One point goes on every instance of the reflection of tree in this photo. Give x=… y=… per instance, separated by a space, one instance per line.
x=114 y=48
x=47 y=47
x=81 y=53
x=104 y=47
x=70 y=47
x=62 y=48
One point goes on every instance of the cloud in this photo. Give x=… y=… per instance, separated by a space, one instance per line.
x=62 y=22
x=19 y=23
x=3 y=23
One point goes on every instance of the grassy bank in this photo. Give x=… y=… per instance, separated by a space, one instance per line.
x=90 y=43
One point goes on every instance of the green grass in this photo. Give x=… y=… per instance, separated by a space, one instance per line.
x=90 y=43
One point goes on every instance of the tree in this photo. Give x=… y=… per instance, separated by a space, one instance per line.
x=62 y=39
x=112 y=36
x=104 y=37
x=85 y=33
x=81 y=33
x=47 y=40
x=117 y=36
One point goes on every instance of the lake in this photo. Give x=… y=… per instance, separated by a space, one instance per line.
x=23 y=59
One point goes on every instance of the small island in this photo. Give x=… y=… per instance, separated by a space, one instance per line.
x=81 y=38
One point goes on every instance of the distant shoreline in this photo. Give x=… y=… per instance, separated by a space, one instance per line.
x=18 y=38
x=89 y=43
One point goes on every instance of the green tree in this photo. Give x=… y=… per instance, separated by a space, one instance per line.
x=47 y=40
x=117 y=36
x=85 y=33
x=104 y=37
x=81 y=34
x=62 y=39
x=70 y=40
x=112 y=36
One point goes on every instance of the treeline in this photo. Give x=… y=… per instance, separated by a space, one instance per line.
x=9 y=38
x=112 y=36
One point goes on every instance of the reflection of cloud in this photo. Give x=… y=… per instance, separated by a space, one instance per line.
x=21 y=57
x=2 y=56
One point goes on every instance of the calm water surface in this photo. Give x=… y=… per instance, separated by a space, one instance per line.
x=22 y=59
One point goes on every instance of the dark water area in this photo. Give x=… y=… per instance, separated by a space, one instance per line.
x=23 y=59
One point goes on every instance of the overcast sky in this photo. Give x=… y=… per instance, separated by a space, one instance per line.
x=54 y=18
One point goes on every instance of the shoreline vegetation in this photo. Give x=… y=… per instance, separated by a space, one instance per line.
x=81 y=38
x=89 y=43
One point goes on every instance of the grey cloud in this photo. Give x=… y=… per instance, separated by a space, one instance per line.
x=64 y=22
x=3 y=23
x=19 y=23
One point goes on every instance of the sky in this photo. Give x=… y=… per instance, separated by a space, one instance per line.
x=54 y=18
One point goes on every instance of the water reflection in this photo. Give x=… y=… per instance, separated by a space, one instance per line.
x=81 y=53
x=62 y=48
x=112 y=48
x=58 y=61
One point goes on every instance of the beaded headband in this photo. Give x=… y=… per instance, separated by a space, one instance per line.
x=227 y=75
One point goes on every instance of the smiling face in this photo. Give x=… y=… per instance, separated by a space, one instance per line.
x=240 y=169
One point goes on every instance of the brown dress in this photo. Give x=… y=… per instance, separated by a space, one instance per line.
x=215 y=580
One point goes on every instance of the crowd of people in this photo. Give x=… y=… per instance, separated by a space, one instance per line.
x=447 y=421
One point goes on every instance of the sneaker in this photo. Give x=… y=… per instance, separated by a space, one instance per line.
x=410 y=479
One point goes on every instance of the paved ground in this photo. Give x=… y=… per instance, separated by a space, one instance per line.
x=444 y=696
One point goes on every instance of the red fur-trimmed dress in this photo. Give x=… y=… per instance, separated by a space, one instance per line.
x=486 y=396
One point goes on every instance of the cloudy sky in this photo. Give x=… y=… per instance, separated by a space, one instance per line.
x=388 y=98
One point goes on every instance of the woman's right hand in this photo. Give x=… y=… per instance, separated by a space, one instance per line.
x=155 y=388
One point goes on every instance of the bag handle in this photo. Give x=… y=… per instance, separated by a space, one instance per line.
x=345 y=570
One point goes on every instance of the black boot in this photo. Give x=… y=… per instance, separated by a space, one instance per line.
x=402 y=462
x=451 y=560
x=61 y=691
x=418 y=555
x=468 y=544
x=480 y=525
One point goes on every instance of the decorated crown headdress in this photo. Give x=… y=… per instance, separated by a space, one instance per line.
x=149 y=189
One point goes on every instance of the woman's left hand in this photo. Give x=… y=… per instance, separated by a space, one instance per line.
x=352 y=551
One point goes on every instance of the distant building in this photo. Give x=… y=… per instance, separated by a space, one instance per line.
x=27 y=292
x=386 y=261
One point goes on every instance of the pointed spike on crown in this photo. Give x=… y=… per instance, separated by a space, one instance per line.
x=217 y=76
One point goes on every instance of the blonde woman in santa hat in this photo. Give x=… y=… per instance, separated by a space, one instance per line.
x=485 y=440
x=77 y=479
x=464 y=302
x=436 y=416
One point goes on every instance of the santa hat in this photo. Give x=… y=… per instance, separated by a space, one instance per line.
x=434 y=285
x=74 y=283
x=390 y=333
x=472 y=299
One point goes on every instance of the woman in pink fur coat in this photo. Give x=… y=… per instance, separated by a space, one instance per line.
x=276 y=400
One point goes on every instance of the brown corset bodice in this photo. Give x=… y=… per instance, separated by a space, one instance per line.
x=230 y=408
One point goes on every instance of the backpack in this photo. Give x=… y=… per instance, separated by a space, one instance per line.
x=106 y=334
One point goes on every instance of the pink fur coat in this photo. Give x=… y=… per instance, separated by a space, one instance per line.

* [Goal] Recast every line of the records above as a Markdown table with the columns Row and Line, numbering the rows in order and leaving out any blank lines.

* [Finished exercise]
| Row | Line |
|---|---|
| 1 | One point goes on every instance of the reflection of tree in this photo. Give x=… y=… per instance, separated by a space, one instance per line. |
| 2 | x=114 y=48 |
| 3 | x=47 y=47 |
| 4 | x=81 y=53 |
| 5 | x=104 y=47 |
| 6 | x=70 y=47 |
| 7 | x=62 y=48 |
| 8 | One point goes on every instance of the cloud in this photo. Give x=… y=… per instance, separated by a space, one instance per line. |
| 9 | x=62 y=22 |
| 10 | x=19 y=23 |
| 11 | x=3 y=23 |
| 12 | One point goes on every instance of the grassy bank in this photo. Give x=… y=… per instance, separated by a space, one instance per line. |
| 13 | x=90 y=43 |
| 14 | One point goes on every instance of the green grass in this photo. Give x=… y=… per instance, separated by a space, one instance per line. |
| 15 | x=90 y=43 |
| 16 | One point goes on every instance of the tree in this photo. Give x=… y=… per instance, separated by a space, one instance per line. |
| 17 | x=62 y=39 |
| 18 | x=112 y=36 |
| 19 | x=104 y=37 |
| 20 | x=85 y=33 |
| 21 | x=81 y=33 |
| 22 | x=47 y=40 |
| 23 | x=117 y=36 |
| 24 | One point goes on every instance of the lake in this photo. Give x=… y=… per instance, separated by a space, one instance per line. |
| 25 | x=23 y=59 |
| 26 | One point goes on every instance of the small island in this photo. Give x=… y=… per instance, separated by a space, one instance per line. |
| 27 | x=81 y=38 |
| 28 | One point goes on every instance of the distant shoreline in this photo. Give x=… y=… per instance, separated by a space, one instance per line. |
| 29 | x=18 y=38 |
| 30 | x=89 y=43 |
| 31 | One point goes on every instance of the green tree in this photo. Give x=… y=… per instance, separated by a space, one instance per line. |
| 32 | x=47 y=40 |
| 33 | x=117 y=36 |
| 34 | x=85 y=33 |
| 35 | x=104 y=37 |
| 36 | x=81 y=34 |
| 37 | x=62 y=39 |
| 38 | x=70 y=40 |
| 39 | x=112 y=36 |
| 40 | One point goes on every instance of the treeline in this photo. Give x=… y=… per instance, separated by a space, one instance per line. |
| 41 | x=9 y=38 |
| 42 | x=112 y=36 |
| 43 | One point goes on every instance of the reflection of cloud in this photo. Give x=… y=… per instance, separated by a space, one instance per line. |
| 44 | x=21 y=57 |
| 45 | x=2 y=56 |
| 46 | One point goes on every instance of the calm water surface in this photo. Give x=… y=… per instance, separated by a space, one instance per line. |
| 47 | x=22 y=59 |
| 48 | One point goes on every instance of the dark water area in this photo. Give x=… y=… per instance, separated by a space, one instance per line. |
| 49 | x=23 y=59 |
| 50 | One point goes on every instance of the overcast sky in this photo. Give x=… y=… per instance, separated by a space, one instance per line. |
| 51 | x=54 y=18 |
| 52 | One point goes on every instance of the shoreline vegetation in this photo. Give x=… y=… per instance, separated by a space, one instance per line. |
| 53 | x=81 y=38 |
| 54 | x=89 y=43 |
| 55 | One point goes on every instance of the grey cloud in this photo. Give x=… y=… per instance, separated by a space, one instance per line. |
| 56 | x=64 y=22 |
| 57 | x=3 y=23 |
| 58 | x=19 y=23 |
| 59 | One point goes on every instance of the sky in this photo. Give x=… y=… per instance, separated by a space, one instance per line. |
| 60 | x=54 y=18 |
| 61 | One point goes on every instance of the water reflection in this photo. Give x=… y=… per instance, separated by a space, one instance per line. |
| 62 | x=81 y=53 |
| 63 | x=62 y=48 |
| 64 | x=112 y=48 |
| 65 | x=58 y=61 |
| 66 | One point goes on every instance of the beaded headband in this photo. Give x=… y=… per instance, separated by a space, one instance per line. |
| 67 | x=227 y=75 |
| 68 | One point goes on every instance of the smiling face in this photo. Give x=… y=… per instance, separated by a space, one instance per line. |
| 69 | x=240 y=169 |
| 70 | One point goes on every instance of the brown dress in this photo. Give x=… y=… per instance, separated by a space, one instance per line. |
| 71 | x=215 y=580 |
| 72 | One point goes on every instance of the crowd of people in this photo. Give x=… y=… per instance, separated by a space, one instance per line. |
| 73 | x=447 y=421 |
| 74 | One point goes on every instance of the sneaker in this photo. Give x=… y=… per instance, separated by a space, one instance per line. |
| 75 | x=410 y=479 |
| 76 | One point goes on every instance of the paved ground in this photo. Give x=… y=… per instance, separated by a space, one instance per line. |
| 77 | x=444 y=696 |
| 78 | One point goes on every instance of the red fur-trimmed dress in this photo. Give x=… y=… per instance, separated by a space, one instance per line. |
| 79 | x=486 y=396 |
| 80 | One point goes on every instance of the cloudy sky in this photo. Give x=… y=… per instance, separated by a space, one instance per line. |
| 81 | x=388 y=98 |
| 82 | One point goes on every instance of the woman's right hand in this photo. Give x=… y=… per instance, separated by a space, one instance per line. |
| 83 | x=155 y=388 |
| 84 | One point goes on every instance of the bag handle in this photo. Give x=… y=… per instance, separated by a space, one instance per line. |
| 85 | x=345 y=570 |
| 86 | One point goes on every instance of the black boot in this photo. Give x=… y=… per instance, separated by a space, one instance per line. |
| 87 | x=402 y=462 |
| 88 | x=451 y=560 |
| 89 | x=61 y=691 |
| 90 | x=418 y=555 |
| 91 | x=468 y=544 |
| 92 | x=480 y=525 |
| 93 | One point goes on every instance of the decorated crown headdress in this photo. Give x=… y=… per instance, separated by a space, one instance per line. |
| 94 | x=149 y=189 |
| 95 | One point goes on every instance of the woman's left hand in this photo. Give x=… y=… per instance, separated by a space, one instance per line. |
| 96 | x=352 y=551 |
| 97 | One point goes on every instance of the distant building in this photo. Give x=… y=… per instance, separated by a space, one instance per line. |
| 98 | x=27 y=292 |
| 99 | x=386 y=261 |
| 100 | One point goes on every instance of the pointed spike on crown in this photo. Give x=… y=… per instance, separated by a space, one instance per line. |
| 101 | x=217 y=76 |
| 102 | One point goes on every instance of the blonde woman in santa hat in this photo. Give x=… y=… per instance, separated by a space, one instance per line. |
| 103 | x=485 y=440 |
| 104 | x=77 y=479 |
| 105 | x=464 y=302 |
| 106 | x=436 y=416 |
| 107 | One point goes on every instance of the santa hat in this photo. Give x=… y=… per instance, separated by a space, one instance per line. |
| 108 | x=434 y=285 |
| 109 | x=74 y=283 |
| 110 | x=390 y=333 |
| 111 | x=472 y=299 |
| 112 | One point goes on every instance of the woman in pink fur coat in this photo. Give x=… y=… per instance, separated by a space, one instance per line. |
| 113 | x=276 y=400 |
| 114 | One point goes on every instance of the brown corset bodice in this photo. Give x=… y=… per instance, separated by a space, one instance per line. |
| 115 | x=230 y=408 |
| 116 | One point goes on every instance of the backpack in this photo. Give x=… y=… per instance, separated by a space, one instance per line. |
| 117 | x=106 y=334 |
| 118 | One point goes on every instance of the pink fur coat in this photo. Give x=… y=… per instance, separated by a space, one instance per line. |